TASKS TO PERFORM
1 – Transcribe the passage of the forum discussion about Brad Bird and objectivism, starting with "When did it" and going on through "not as special.".
2 – Extend the forum discussion about Brad Bird and objectivism, picking up right after its final sentence.

DOCUMENT EXTRACT

----

One can be against political correctness without being conservative or objectivist.

Well, here’s an interesting little quote from Brad Bird, for those who still insist that there’s nothing more to the movie than meets the eye (The Gaspode, I’m looking at you):

He who hath eyes, let him see.

He who hath ears, let him hear.

Which argument, I hasten to point out, has been advanced by no one in this thread.

So my question to you spoke or anybody else is this.
When did it become a liberal idea to limit people?

If you think this is a conservative/Rand inspired theme you must think that liberals want to hold back the best the brightest so as not to hurt the feelings of those that are not as special.

It is not, of course. It is the caricature of liberal ideas often offered up by objectivists. It is the caricature of liberal ideas offered by Rand in The Fountainhead and Atlas Shrugged.

A better term might be straw man. The idea that liberal ideas put limits on individual achievement is the standard straw man employed by Rand and the objectivists.

Which is one of the things that makes me think Bird’s point of view is informed by objectivism.

I’ve read this thread and I don’t remember anyone making this argument. Can you point it out to me?

----

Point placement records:
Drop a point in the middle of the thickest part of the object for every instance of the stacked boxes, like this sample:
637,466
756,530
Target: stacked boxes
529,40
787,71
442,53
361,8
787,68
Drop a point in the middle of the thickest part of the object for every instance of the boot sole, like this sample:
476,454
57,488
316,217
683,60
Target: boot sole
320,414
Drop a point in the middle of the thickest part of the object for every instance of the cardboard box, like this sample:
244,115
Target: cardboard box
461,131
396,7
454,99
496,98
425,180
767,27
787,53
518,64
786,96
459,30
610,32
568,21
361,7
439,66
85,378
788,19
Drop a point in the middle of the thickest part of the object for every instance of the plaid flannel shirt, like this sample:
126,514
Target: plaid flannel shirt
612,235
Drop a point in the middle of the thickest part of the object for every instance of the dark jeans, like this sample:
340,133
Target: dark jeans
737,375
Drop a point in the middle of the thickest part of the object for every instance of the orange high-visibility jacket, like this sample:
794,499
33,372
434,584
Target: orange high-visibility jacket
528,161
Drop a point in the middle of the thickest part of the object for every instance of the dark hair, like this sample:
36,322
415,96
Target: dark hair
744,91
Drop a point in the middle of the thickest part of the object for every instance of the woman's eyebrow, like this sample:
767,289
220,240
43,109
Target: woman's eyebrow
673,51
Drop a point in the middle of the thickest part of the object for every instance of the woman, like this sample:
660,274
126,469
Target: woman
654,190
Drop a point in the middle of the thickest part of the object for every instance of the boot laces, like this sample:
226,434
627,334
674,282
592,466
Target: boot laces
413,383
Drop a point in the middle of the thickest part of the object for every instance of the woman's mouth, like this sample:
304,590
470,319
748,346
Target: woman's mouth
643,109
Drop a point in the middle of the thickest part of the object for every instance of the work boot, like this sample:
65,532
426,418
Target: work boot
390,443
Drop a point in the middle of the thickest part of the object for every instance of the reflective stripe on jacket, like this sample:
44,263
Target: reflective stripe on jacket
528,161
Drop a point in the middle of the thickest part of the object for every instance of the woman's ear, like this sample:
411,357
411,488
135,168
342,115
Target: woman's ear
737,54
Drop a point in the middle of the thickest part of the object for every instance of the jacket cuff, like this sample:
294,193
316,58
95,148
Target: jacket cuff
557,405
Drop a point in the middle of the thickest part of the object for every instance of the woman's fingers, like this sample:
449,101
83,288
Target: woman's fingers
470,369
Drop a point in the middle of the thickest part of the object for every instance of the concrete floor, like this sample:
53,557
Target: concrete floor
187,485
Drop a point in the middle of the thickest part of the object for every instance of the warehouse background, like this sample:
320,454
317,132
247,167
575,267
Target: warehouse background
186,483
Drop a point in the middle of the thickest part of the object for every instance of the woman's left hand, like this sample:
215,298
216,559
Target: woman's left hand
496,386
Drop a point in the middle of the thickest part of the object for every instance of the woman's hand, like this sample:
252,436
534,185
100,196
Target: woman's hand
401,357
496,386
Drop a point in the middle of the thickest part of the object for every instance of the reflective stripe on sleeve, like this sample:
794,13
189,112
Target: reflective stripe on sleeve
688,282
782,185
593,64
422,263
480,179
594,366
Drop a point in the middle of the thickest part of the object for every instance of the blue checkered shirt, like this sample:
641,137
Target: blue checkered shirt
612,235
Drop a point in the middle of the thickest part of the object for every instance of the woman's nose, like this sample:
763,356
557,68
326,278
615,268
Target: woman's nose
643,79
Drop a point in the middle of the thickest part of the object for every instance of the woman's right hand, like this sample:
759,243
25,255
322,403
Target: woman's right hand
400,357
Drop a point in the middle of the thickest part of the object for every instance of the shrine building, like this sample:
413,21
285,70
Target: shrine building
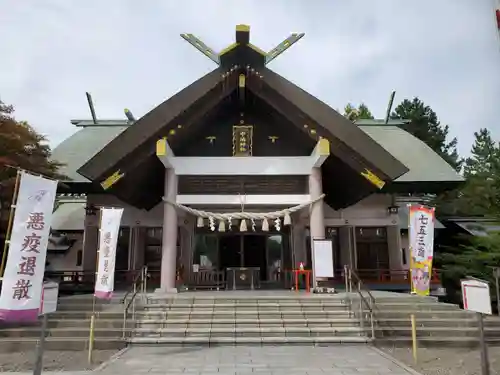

----

RESPONSES IN ORDER
1 –
When did it become a liberal idea to limit people?

If you think this is a conservative/Rand inspired theme you must think that liberals want to hold back the best the brightest so as not to hurt the feelings of those that are not as special.

2 –
Which is bullstuff, pure and simple – historically, it’s conservativism that advocates holding people back:

“What makes you think negros can play basketball?”
“It’s a scientific fact that women don’t have the intellectual capacity needed to vote.”
“Who needs integration? Let their kids go to their schools, and our kids will go to ours.”
“No, Sally, girls can’t be astronauts or doctors.”
“How can a gay couple adopt kids? Everyone knows children are better off in homes with a mother and a father.”

So, say I watch a movie that disparages pedophiles.

I come out of the movie and I say, “Obviously the writer is a fundamentalist Christian.”

Since the movie never mentions religion at all, you ask why I came to that conclusion.

I say, “Because they are attacking the Catholic Church.”

You are confused, and I explain that fundamentalists “employ a standard straw man in which the RCC is pro-pedophilia.”

Would you understand why I came to the conclusion that the writer was an anti-Catholic fundamentalist Christian? Somehow, I doubt you would. You’d want more evidence. And that’s where I am with your OP. There are simpler explanations for everything you’ve mentioned. Easy explanations. Explanations that make the movie make sense for the majority of its audience. Explanations that don’t require leaps of logic or knowlege of persons or philosophies that are fairly obscure for the majority of the US population. I would like those explantions debunked before I search for something more complex. That’s all.

As I said in my early post, is Bird promoting the caricature, or is he caricaturing the caricature?

Again, is this pro-objectivism or anti-PC?

Kudos to you, **spoke- **, for bringing up an interesting topic. And I’d like to know what you think of my take on Syndrome’s name.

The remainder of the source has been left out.